*WHAT IS EXPECTED*:
Please set out the stretch of the records from the line containing "scene shown in this photograph." through the end of the records, both ends included, as a Markdown table with the columns "Number" and "Entry", one row per line and blank lines left out.
[Begin STORED RECORDS]
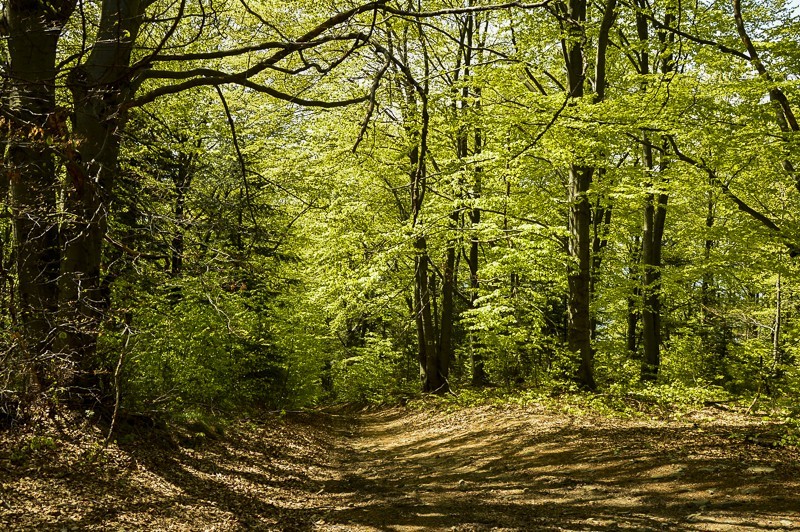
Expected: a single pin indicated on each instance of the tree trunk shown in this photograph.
(99, 88)
(579, 339)
(33, 34)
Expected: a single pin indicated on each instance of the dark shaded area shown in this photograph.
(478, 469)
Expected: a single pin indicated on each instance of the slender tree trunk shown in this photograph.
(579, 339)
(655, 213)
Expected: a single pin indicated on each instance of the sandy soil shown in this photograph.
(483, 468)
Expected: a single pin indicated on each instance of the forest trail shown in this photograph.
(475, 469)
(508, 469)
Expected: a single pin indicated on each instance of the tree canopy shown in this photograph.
(227, 204)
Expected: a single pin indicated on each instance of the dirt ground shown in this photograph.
(475, 469)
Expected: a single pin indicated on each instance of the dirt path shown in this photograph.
(490, 469)
(474, 469)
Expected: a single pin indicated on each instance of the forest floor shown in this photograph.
(477, 468)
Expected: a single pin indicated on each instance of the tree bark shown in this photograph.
(33, 33)
(99, 88)
(579, 339)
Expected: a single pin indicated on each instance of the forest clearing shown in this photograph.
(504, 468)
(551, 249)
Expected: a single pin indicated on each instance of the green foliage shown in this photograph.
(375, 373)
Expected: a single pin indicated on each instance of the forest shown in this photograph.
(225, 209)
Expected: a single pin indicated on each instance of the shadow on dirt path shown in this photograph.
(510, 469)
(483, 468)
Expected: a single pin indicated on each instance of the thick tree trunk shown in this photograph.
(99, 89)
(33, 33)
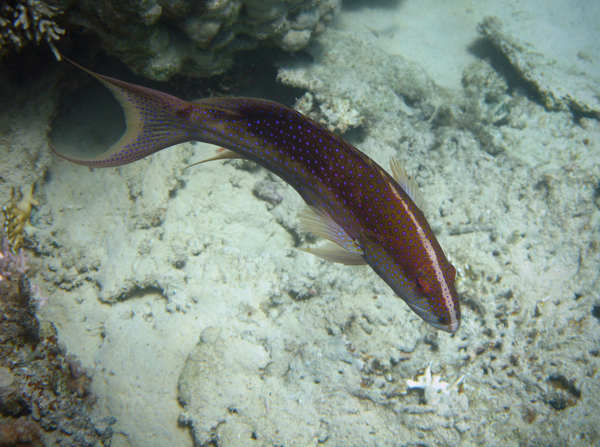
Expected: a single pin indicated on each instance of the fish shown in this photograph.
(369, 216)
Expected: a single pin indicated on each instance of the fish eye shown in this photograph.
(423, 286)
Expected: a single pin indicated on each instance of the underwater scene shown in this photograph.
(299, 223)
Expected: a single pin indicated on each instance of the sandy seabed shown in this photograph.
(184, 293)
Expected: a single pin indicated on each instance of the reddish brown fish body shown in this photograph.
(330, 175)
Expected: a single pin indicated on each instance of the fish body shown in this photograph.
(369, 214)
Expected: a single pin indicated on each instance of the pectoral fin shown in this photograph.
(225, 154)
(344, 249)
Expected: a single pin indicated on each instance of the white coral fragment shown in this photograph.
[End STORED RECORDS]
*THE RESULT*:
| Number | Entry |
|---|---|
| 1 | Expected: a single pin indicated on each instance of the underwater scene shown in this photograph. |
| 2 | (299, 223) |
| 3 | Expected: a single pin indicated on each instance of the sandy seabed shown in this photograph. |
| 4 | (184, 293) |
| 5 | Expected: a single pin indicated on each instance of the reddish brown fish body shown in this photograph. |
| 6 | (330, 175) |
| 7 | Expected: a single pin indicated on each instance of the fish body shown in this photograph. |
| 8 | (369, 214) |
| 9 | Expected: a single pin indicated on each instance of the pectoral fin shown in this photograph. |
| 10 | (225, 154) |
| 11 | (344, 249) |
| 12 | Expected: a single pin indicated on each instance of the white coral fragment shown in this photograph. |